Output exactly, please, the lines of the records below from the one containing "of the gray" through the final line.

═════ Task material

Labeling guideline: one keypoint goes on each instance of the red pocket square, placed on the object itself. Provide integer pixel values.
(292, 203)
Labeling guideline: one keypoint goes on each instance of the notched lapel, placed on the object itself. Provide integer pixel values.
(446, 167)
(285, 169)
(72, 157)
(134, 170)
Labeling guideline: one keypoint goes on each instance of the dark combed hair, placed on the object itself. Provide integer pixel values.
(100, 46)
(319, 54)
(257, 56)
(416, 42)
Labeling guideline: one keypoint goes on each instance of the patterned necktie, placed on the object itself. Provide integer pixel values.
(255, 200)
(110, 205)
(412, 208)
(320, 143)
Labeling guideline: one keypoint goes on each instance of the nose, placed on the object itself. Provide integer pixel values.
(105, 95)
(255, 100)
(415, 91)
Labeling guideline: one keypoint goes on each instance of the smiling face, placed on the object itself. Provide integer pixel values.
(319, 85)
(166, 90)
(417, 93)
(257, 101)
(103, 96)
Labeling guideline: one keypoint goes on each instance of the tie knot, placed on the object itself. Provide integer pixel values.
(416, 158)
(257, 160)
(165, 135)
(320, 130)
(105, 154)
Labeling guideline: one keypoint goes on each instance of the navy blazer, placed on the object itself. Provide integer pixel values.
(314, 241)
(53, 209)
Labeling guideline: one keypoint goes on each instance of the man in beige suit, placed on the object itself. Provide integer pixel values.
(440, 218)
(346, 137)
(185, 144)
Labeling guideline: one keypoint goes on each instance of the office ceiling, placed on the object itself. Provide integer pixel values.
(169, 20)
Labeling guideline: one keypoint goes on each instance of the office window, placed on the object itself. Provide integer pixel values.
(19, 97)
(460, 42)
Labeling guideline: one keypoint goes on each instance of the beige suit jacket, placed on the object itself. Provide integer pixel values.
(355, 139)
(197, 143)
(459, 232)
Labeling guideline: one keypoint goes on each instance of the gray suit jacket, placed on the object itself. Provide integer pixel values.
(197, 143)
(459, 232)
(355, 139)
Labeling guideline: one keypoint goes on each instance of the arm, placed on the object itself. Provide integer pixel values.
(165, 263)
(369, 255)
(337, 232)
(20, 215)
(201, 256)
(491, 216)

══════════

### Expected answer
Labeling guideline: one keypoint goes on each instance of the gray suit jacket, placed on the object itself. Provide integer pixel values.
(197, 143)
(459, 232)
(355, 139)
Labeling guideline: one keypoint goes on each instance of the arm, placed on the object itself. Provide integer pixel values.
(165, 263)
(369, 255)
(337, 232)
(20, 215)
(201, 256)
(491, 216)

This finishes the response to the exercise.